* [Objective]:
Return each line of the material below that contains the word "number".

[Rows from a segmentation dataset]

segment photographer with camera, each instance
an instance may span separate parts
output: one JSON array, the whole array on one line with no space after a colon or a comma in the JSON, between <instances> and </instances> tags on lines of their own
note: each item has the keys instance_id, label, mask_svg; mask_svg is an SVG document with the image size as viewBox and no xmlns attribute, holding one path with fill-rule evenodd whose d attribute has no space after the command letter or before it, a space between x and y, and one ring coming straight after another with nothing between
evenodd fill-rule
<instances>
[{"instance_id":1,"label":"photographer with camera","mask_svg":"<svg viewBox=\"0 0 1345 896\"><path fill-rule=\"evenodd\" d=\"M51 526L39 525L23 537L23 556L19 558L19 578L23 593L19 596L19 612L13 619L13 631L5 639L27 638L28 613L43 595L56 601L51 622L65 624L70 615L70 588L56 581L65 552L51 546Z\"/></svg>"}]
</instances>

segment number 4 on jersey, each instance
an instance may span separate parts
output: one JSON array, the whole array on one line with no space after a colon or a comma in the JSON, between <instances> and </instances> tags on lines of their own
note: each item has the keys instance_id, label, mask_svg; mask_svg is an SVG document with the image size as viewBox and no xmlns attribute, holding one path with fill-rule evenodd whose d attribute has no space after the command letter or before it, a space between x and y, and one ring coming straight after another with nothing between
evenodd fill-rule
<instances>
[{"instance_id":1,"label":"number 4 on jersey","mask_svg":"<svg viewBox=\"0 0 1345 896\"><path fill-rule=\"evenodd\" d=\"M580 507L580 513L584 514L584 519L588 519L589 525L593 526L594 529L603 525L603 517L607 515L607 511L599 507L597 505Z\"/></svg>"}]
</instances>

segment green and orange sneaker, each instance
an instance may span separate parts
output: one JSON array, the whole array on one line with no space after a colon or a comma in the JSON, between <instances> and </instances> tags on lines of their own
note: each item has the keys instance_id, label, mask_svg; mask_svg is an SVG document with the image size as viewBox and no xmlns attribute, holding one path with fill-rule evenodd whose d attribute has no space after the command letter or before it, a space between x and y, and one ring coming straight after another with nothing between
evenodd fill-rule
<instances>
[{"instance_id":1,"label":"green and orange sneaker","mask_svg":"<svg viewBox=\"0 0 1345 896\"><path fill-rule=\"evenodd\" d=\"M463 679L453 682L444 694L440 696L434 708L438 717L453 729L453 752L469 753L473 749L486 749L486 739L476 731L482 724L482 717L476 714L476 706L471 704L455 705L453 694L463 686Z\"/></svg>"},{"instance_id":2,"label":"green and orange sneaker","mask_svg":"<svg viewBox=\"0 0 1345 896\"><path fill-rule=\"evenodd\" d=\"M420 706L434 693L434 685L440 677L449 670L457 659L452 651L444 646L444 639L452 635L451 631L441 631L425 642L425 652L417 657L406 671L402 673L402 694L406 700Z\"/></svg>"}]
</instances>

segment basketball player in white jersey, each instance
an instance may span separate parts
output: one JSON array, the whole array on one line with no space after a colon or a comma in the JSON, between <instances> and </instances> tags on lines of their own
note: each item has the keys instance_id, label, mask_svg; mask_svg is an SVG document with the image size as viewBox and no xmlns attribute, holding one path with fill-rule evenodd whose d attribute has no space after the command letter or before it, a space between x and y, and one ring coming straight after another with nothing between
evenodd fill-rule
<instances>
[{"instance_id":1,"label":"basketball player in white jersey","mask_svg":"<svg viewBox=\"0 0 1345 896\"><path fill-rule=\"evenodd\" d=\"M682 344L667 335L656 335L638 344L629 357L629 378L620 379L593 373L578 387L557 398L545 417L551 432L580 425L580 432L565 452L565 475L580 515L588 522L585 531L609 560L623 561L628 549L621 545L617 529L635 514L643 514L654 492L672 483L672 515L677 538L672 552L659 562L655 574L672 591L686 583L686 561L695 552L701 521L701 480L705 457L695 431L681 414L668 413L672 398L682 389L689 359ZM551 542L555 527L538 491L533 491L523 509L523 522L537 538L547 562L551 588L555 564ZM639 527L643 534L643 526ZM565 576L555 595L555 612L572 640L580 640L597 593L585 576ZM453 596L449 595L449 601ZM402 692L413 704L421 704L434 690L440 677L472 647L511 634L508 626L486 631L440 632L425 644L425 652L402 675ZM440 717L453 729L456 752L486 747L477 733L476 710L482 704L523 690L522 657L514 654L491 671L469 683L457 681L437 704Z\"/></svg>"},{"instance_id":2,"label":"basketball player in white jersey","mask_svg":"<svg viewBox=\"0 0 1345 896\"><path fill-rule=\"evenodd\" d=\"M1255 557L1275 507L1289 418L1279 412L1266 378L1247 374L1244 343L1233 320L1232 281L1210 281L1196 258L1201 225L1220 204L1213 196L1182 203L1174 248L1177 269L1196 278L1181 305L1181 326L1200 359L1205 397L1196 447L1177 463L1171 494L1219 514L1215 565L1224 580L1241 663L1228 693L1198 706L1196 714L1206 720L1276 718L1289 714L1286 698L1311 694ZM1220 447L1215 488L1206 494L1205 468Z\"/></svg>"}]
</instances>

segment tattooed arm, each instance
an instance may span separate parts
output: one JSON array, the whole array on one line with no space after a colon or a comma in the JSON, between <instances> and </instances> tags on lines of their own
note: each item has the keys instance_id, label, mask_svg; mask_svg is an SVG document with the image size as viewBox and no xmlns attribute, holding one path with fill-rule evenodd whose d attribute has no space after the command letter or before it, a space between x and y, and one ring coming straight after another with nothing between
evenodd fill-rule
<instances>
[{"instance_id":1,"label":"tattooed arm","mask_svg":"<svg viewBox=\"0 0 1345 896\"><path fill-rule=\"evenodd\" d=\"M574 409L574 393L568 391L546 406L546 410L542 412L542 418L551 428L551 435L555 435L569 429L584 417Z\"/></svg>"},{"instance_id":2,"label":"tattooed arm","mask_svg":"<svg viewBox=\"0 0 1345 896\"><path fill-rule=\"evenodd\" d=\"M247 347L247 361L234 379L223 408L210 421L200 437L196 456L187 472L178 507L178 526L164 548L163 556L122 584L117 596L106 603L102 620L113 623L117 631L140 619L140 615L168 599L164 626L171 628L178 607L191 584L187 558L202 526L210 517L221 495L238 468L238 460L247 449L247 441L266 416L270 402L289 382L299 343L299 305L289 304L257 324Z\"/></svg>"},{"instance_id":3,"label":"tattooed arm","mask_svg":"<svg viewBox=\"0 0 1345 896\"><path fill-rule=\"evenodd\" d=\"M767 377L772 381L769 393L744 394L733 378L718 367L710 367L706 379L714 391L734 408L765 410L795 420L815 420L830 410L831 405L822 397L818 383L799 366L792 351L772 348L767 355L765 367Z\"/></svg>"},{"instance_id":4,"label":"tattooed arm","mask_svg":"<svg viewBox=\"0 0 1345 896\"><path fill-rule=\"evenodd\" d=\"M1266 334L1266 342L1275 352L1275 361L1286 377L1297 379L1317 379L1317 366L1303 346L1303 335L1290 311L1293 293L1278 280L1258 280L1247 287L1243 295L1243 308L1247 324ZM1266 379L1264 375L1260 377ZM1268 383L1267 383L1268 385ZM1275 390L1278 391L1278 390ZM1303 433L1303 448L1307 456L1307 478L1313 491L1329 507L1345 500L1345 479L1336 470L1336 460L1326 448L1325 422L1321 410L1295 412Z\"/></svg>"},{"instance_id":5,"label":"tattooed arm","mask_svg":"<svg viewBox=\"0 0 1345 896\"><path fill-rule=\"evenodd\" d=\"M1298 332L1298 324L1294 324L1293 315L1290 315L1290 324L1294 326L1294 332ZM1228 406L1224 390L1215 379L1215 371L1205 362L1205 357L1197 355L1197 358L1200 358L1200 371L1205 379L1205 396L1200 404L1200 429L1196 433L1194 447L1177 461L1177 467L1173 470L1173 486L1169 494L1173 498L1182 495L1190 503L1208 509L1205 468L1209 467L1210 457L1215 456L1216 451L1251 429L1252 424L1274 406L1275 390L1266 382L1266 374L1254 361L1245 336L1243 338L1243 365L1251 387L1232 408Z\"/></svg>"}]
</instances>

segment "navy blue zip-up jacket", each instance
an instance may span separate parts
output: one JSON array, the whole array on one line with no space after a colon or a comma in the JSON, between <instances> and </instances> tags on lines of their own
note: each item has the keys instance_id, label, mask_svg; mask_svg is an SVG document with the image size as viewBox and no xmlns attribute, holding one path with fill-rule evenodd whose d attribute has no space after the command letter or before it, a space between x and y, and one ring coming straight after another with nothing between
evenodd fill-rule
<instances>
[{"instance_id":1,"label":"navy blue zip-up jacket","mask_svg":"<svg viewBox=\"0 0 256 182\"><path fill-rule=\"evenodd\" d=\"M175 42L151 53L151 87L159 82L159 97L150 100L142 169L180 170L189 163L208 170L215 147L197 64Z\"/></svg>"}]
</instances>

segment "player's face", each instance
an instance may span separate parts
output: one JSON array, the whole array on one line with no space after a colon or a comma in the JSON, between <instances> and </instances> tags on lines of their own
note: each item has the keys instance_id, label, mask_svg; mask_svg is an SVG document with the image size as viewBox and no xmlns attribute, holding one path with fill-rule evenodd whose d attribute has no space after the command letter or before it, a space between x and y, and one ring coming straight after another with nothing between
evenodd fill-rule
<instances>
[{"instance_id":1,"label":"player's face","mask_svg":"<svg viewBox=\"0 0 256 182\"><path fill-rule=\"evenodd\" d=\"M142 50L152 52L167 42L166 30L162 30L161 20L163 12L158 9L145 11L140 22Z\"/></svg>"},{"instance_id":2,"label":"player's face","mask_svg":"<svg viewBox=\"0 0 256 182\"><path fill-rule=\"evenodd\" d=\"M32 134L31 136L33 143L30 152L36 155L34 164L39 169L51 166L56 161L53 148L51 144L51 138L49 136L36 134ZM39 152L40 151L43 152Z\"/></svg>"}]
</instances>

* [Result of this task]:
segment number 4 on jersey, each instance
[{"instance_id":1,"label":"number 4 on jersey","mask_svg":"<svg viewBox=\"0 0 1345 896\"><path fill-rule=\"evenodd\" d=\"M580 507L580 513L584 514L584 519L588 519L589 525L593 526L594 529L603 525L603 517L607 515L607 511L599 507L597 505Z\"/></svg>"}]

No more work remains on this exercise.